> [Prompt]
The reply should return the data in full, exactly as written.

(Stored data entries)

──────

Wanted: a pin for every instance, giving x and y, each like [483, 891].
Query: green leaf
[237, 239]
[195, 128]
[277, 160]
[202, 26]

──────

> [Answer section]
Wanted: a pin for every instance, giving x and y, each like [483, 891].
Query: green leaf
[237, 239]
[195, 128]
[277, 160]
[202, 26]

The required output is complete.